** Extract to read follows **

Re: (reiserfs) Re: Fwd: Reiserfs and shlibs
- To: Russell Coker <russell@coker.com.au>
- Cc: Wichert Akkerman <wichert@soil.nl>, reiserfs@devlinux.com, debian-devel@lists.debian.org, riel@nl.linux.org
- Subject: Re: (reiserfs) Re: Fwd: Reiserfs and shlibs
- From: Paul Slootman <paul@wau.mis.ah.nl>
- Date: Wed, 8 Dec 1999 17:27:15 +0100
- Message-id: <[🔎] 19991208172715.C5481@wau.mis.ah.nl>
- Mail-followup-to: Russell Coker <russell@coker.com.au>, Wichert Akkerman <wichert@soil.nl>, reiserfs@devlinux.com, debian-devel@lists.debian.org, riel@nl.linux.org
- In-reply-to: <[🔎] 9912071442040N.00925@lyta>; from russell@coker.com.au on Tue, Dec 07, 1999 at 02:30:10PM +0100
- References: <9912071315170J.00925@lyta> <384D067B.8B0EA3C8@idiom.com> <19991207141830.A12045@liacs.nl> <[🔎] 9912071442040N.00925@lyta>
On Tue 07 Dec 1999, Russell Coker wrote:
>
> ReiserFS intentionally orders directories by design. Other file systems such
> as SGI's XFS and the Veritas VXfs also index directories, I am not certain if
> they also store files in the order that they were created in. I would
> appreciate it if someone could run some tests on XFS or Veritas file systems
> to test these things.
I did a simple test on a Veritas file system on a Solaris system:
# mkdir 55555
# mkdir 33333
# mkdir 77777
# mkdir 11111
# mkdir 99999
# od -c .

** End of Extract to read **
** Data to examine follows **

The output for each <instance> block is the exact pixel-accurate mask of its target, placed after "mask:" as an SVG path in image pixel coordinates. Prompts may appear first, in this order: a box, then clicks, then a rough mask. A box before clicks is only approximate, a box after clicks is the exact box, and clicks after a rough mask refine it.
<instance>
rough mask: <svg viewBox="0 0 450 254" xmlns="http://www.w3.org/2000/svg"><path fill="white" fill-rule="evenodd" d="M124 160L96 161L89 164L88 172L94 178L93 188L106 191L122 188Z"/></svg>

** End of Data to examine **
** Data to examine follows **

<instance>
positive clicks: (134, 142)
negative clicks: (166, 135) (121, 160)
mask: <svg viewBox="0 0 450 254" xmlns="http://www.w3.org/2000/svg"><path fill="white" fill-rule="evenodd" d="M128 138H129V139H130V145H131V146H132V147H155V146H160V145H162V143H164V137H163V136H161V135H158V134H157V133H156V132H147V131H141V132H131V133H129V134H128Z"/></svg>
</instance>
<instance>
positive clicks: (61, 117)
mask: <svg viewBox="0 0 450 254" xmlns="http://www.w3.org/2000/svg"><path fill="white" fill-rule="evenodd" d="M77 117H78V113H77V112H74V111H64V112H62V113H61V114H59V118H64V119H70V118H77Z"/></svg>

** End of Data to examine **

Brief 1 = In the mailing-list message about ReiserFS and directory order, what did Paul Slootman run his simple test on?
Brief 2 = Carry on the mailing-list message about ReiserFS and directory order from the point where it stops.
The entries have nothing to do with the mailing-list message about ReiserFS and directory order.

Answer 1 = A Veritas file system on a Solaris system.

Answer 2 =
0000000 \0 \f \0 \0 \0 \0 P \0 020 \0 005 \0 \0 5 5
0000020 5 5 5 \0 \0 \0 S 375 \0 020 \0 005 \0 \0 3 3
0000040 3 3 3 \0 \0 \0 S 377 \0 020 \0 005 \0 \0 7 7
0000060 7 7 7 \0 \0 \0 T 001 \0 020 \0 005 \0 \0 1 1
0000100 1 1 1 \0 \0 \0 T 002 \0 034 \0 005 \0 \0 9 9
0000120 9 9 9 \0 \0 \0 \0 \0 \0 \0 \0 \0 \0 \0 \0 \0
0000140
So stored in order of creation, as least in a virgin directory.
I then did this:
# rmdir 33333
# mkdir aa
# od -c .
0000000 \0 020 \0 \0 \0 \0 P \0 020 \0 005 \0 \0 5 5
0000020 5 5 5 \0 \0 \0 T 003 \0 020 \0 002 \0 \0 a a
0000040 3 3 3 \0 \0 \0 S 377 \0 020 \0 005 \0 \0 7 7
0000060 7 7 7 \0 \0 \0 T 001 \0 020 \0 005 \0 \0 1 1
0000100 1 1 1 \0 \0 \0 T 002 \0 034 \0 005 \0 \0 9 9
0000120 9 9 9 \0 \0 \0 \0 \0 \0 \0 \0 \0 \0 \0 \0 \0
0000140
So, an empty slot is reused (similar to ext2).
PS: no difference if creating files instead of directories.